Work task 1:
Answer these questions using the article on the Powerlands documentary, one answer per line, marked as the questions are:
(a) At what age did Manybeads Tso start making movies?
(b) How many years did it take to make Powerlands?
(c) For how many generations can Manybeads Tso's family trace its history with the land?
Work task 2:
For each statement, decide whether it agrees with the article on the Powerlands documentary. Answer yes or no and quote the words that settle it.
(a) The Concordia University screening took place on a Monday.
(b) The film contains five different languages.
(c) Carlee Kawinehta Loft moderated a question-and-answer period after the screening.
Work task 3: Resume the article on the Powerlands documentary after its last sentence.

Selected extract:
--- --- ---
Ivey Camille Manybeads Tso was nine years old when she started making movies. Now, she barely knows what timezone she’s in as she travels the world screening her award-winning, feature-length documentary.
“I just want to give you a quick warning,” Manybeads Tso said before the latest screening, which took place at Concordia University through Cinema Politica this Monday. “This film has seven different languages in it. If you’ve got to get closer, if you’ve got to move forward, I would recommend you do it now.”
Powerlands is the Navajo filmmaker’s first feature-length documentary, and it took seven years to make. She’s seen it at so many screenings by now that she went to grab a bite to eat with Kahnawa’kehró:non Carlee Kawinehta Loft, who was on hand to moderate a post-screening question-and-answer period.
The documentary makes connections between Manybeads Tso’s own Navajo community and several other Indigenous communities, demonstrating how each one is engaged in a similar fight against resource colonization. As Loft emphasized after the film, this is a struggle every community can relate to.
“This is Dinétah, also known as the Navajo Nation. My family can trace our history to 85 generations with this land,” narrates Manybeads Tso during the introduction. “I began working on this film to document our community’s struggle against resource colonization. Along the way, I found that we are not alone. This is a story of Indigenous people protecting and rebuilding.”
Manybeads Tso travels to the La Guajira region in rural Colombia, the Tampakan region of the Philippines, the Tehuantepec Isthmus of Mexico, and Standing Rock, meeting Indigenous women leading the fight against corporate resource extraction. Throughout, Manybeads Tso highlights how each community comes up against similar experiences of displacement and environmental catastrophe.
After the screening, Loft opened up further discussion about Indigenous resistance and the impact of corporations on land and water defenders, first asking about the importance of solidarity in resistance movements.
--- --- ---
Source data:

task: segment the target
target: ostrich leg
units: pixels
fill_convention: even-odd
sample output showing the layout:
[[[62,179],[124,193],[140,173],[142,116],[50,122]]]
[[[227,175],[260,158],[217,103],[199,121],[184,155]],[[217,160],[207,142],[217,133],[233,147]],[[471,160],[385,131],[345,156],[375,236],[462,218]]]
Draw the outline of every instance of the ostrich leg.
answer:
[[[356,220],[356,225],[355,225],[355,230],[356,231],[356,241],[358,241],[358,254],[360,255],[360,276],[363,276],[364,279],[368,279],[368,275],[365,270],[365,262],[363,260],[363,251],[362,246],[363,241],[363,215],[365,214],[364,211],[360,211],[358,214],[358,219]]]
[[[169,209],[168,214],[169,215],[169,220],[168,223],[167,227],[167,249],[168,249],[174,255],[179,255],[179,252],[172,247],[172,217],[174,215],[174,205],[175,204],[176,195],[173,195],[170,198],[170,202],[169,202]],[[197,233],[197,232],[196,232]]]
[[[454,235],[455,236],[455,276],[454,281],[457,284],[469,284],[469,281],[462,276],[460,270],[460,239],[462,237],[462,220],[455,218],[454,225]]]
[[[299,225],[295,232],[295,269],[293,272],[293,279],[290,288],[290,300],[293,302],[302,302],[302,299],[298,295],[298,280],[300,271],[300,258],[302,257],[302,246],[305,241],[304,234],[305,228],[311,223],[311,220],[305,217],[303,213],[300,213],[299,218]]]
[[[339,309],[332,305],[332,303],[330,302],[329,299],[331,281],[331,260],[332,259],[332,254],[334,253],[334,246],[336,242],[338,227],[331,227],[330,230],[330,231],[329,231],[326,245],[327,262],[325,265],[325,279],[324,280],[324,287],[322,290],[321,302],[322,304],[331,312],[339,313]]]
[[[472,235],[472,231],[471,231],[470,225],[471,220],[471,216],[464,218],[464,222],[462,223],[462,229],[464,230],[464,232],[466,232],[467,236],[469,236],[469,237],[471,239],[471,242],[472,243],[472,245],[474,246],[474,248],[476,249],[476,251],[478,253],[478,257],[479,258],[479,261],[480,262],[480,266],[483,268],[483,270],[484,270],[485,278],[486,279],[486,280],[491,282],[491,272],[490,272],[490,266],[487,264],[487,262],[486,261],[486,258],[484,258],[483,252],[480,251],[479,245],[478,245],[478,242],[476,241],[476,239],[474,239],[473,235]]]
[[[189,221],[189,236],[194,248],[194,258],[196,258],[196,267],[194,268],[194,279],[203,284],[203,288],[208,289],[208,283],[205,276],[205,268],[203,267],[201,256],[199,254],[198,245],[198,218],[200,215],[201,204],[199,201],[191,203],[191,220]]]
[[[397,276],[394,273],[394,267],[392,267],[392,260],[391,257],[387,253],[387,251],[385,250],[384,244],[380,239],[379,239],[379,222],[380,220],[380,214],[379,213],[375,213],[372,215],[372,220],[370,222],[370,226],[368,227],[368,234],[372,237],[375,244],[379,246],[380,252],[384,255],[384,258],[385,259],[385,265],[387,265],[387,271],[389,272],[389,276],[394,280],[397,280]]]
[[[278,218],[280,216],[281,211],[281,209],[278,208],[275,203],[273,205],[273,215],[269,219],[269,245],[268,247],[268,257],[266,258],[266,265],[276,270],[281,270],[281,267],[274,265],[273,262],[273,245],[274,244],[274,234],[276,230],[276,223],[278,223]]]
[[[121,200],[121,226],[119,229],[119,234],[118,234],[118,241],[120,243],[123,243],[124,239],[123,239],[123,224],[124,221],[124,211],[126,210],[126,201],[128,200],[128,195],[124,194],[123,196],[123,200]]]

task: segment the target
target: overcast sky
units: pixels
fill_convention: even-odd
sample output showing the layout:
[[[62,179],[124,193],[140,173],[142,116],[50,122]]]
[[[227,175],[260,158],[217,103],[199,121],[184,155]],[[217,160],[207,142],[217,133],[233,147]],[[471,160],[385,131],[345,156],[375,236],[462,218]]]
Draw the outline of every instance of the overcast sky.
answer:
--- --- ---
Task result 1:
(a) Nine years old
(b) Seven years
(c) 85 generations

Task result 2:
(a) Yes: "which took place at Concordia University through Cinema Politica this Monday"
(b) No: "This film has seven different languages in it."
(c) Yes: "who was on hand to moderate a post-screening question-and-answer period"

Task result 3:
“I think one of the biggest things, if you’re in any type of resistance, is to know you’re not alone. Even if you’re really involved, sometimes we all need that reminder,” Manybeads Tso said. “Building community wherever you go is super useful. You have to do little acts of resistance every single day.”
Loft then asked Manybeads Tso how she felt about screening the documentary to a mostly non-Native audience, and what she hoped the audience would take away from the screening.
“A lot of the time, people would see something like this and be like, ‘Oh my god, I need to go to Colombia. I need to go to the Philippines, I need to go to Black Mesa,’” she said. “But we really don’t need you there. We’re holding it down. But what would be really useful is you there holding those energy corporations accountable. Because you have a voice where a lot of us don’t.”
Another question focused on how Manybeads Tso interacted with her subjects, particularly when some were operating a resistance that could result in them facing further violence if they were publicly identified. Before releasing the film, she hesitated about showing the faces of individuals in the Philippines. She reached out to her subjects for their input.
“We reached out to the communities and I got the most terrifying response back, which was that ‘it’ll be harder to make us disappear if people know who we are,’” she said. “So that’s why we show those faces in the Philippines, because knowing who they are is helping keep them alive.”
Near the end of the question and answer session, an audience member made a particularly poignant connection with Manybeads Tso, demonstrating in real time just how important the documentary’s message of shared Indigenous resistance is.
The audience member passed on a message from the Huichol community, an Indigenous community in Mexico.
“Similarly to our brothers and sisters in the Philippines, (the Huichol community) wants people to know that they’re there, and they’re resisting,” they said. They explained that the group’s sacred medicine, peyote, has become endangered by non-Indigenous over-consumption of the plant. “It’s important to understand the process (of taking it). Don’t take something you don’t understand, and don’t take something without asking permission.”
Manybeads Tso related to the audience member’s message, with peyote also being used ceremonially in her community.
“It’s not for you. It’s a medicine, but everyone has their own medicine, and you need to find your own medicine because it’s different for everybody,” she said. “People can’t just take someone’s medicine, they’re just grabbing.”
Manybeads Tso’s upcoming projects are varied, with preliminary work on a complex cave system, the connections between Navajo and Jewish communities, and a story about missing and murdered Indigenous women and girls.
For now though, she’s just trying to remember what city’s next on her schedule.